Yang Harus Dilakukan >> Ambil seluruh teks tentang pekerja anak di bawah ini dan tuliskan kembali utuh tanpa mengubah satu kata pun.

Selasa, 02 Desember 2008

Menyikapi Pekerja Anak


States Parties recognize the right of the child to be protected from economic exploitation and from performing any work that is likely to be hazardous or to interfere with the child's education, or to be harmful to the child's health or physical, mental, spiritual, moral or social development.”

(Convention of The Rights of The Child, Article 32)


Ayat 1 dari Pasal 33 Konvensi Hak anak tersebut menjamin bahwa pihak negara mengakui hak anak untuk dilindungi dari eksploitasi ekonomi dan dari melakukan suatu pekerjaan yang berbahaya atau mengganggu pendidikannya, atau berbahaya bagi kesehatan anak atau perkembangan fisik, mental, spirit, moral atau sosial.


Definisi dan Fakta


Definisi pekerja anak disebutkan dalam Kepmedagri No 5 Tahun 2001. Disebutkan di sana, pekerja anak adalah anak yang melakukan semua jenis pekerjaan yang membahayakan kesehatan dan menghambat proses belajar serta tumbuh kembang. Mengenai pembolehan anak bekjerja UU Nomor 13 Tahun 2003 telah menyebut bahwa anak-anak boleh dipekerjakan dengan syarat mendapat izin orang tua dan bekerja maksimal 3 jam sehari (www.nakertrans.go.id).

(Entri data tersimpan)
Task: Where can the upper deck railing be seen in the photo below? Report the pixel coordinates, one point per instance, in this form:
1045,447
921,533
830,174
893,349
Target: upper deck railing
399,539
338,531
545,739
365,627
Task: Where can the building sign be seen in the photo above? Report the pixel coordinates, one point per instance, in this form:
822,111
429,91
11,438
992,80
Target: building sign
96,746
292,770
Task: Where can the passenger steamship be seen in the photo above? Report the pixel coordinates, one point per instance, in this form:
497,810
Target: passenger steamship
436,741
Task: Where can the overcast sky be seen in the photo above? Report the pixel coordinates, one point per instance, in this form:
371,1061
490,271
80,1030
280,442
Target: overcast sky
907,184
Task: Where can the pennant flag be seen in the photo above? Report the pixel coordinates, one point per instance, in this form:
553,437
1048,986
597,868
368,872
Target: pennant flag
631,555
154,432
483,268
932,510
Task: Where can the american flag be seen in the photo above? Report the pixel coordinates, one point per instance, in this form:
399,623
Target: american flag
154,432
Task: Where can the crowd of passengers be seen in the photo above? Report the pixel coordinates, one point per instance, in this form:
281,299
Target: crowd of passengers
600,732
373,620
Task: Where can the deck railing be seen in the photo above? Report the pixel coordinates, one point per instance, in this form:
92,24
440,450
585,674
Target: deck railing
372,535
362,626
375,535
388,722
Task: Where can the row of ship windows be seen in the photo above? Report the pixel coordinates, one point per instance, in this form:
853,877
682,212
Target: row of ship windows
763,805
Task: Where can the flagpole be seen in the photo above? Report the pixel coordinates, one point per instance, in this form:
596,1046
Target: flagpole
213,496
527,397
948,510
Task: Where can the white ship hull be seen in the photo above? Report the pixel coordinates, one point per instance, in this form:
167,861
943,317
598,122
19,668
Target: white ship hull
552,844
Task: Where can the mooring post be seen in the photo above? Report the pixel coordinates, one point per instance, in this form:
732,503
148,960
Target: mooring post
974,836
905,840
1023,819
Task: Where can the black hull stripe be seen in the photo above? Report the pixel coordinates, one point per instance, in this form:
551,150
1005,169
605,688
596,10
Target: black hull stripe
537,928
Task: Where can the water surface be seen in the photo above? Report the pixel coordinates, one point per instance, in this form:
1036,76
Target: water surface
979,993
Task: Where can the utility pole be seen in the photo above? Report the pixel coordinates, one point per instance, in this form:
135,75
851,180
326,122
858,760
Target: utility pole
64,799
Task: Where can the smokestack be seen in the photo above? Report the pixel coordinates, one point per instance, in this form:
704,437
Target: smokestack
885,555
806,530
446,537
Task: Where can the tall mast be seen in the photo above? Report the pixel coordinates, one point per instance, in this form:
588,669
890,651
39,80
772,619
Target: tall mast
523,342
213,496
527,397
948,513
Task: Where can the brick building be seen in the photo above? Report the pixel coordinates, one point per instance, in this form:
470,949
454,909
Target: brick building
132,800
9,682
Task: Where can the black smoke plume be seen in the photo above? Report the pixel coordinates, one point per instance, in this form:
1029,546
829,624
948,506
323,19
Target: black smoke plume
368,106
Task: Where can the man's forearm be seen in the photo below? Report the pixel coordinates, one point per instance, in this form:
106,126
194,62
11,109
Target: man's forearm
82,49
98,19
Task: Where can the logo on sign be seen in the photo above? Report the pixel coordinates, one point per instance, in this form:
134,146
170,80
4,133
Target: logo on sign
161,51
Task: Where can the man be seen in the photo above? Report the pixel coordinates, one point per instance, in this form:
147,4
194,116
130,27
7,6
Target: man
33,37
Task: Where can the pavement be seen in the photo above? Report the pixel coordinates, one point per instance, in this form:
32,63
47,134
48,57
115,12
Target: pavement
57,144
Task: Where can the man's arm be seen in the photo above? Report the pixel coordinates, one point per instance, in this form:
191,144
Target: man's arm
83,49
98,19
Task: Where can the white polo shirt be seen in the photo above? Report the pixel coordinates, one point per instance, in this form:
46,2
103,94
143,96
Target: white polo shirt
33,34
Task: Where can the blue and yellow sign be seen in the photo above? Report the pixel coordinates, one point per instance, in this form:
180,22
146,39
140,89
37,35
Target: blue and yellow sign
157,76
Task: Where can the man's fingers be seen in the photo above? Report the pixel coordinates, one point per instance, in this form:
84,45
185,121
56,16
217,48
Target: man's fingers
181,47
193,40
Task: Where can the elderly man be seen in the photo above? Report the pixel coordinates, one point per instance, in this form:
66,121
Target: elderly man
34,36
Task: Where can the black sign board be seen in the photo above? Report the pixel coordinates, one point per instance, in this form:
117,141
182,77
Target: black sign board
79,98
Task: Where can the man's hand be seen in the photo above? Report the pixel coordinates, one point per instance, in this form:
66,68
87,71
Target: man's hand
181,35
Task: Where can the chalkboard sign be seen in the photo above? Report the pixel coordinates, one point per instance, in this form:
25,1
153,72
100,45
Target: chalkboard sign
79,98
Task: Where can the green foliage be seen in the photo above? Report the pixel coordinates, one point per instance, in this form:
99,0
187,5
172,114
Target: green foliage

Jawaban Latihan >>
Selasa, 02 Desember 2008

Menyikapi Pekerja Anak


States Parties recognize the right of the child to be protected from economic exploitation and from performing any work that is likely to be hazardous or to interfere with the child's education, or to be harmful to the child's health or physical, mental, spiritual, moral or social development.”

(Convention of The Rights of The Child, Article 32)


Ayat 1 dari Pasal 33 Konvensi Hak anak tersebut menjamin bahwa pihak negara mengakui hak anak untuk dilindungi dari eksploitasi ekonomi dan dari melakukan suatu pekerjaan yang berbahaya atau mengganggu pendidikannya, atau berbahaya bagi kesehatan anak atau perkembangan fisik, mental, spirit, moral atau sosial.


Definisi dan Fakta


Definisi pekerja anak disebutkan dalam Kepmedagri No 5 Tahun 2001. Disebutkan di sana, pekerja anak adalah anak yang melakukan semua jenis pekerjaan yang membahayakan kesehatan dan menghambat proses belajar serta tumbuh kembang. Mengenai pembolehan anak bekjerja UU Nomor 13 Tahun 2003 telah menyebut bahwa anak-anak boleh dipekerjakan dengan syarat mendapat izin orang tua dan bekerja maksimal 3 jam sehari (www.nakertrans.go.id).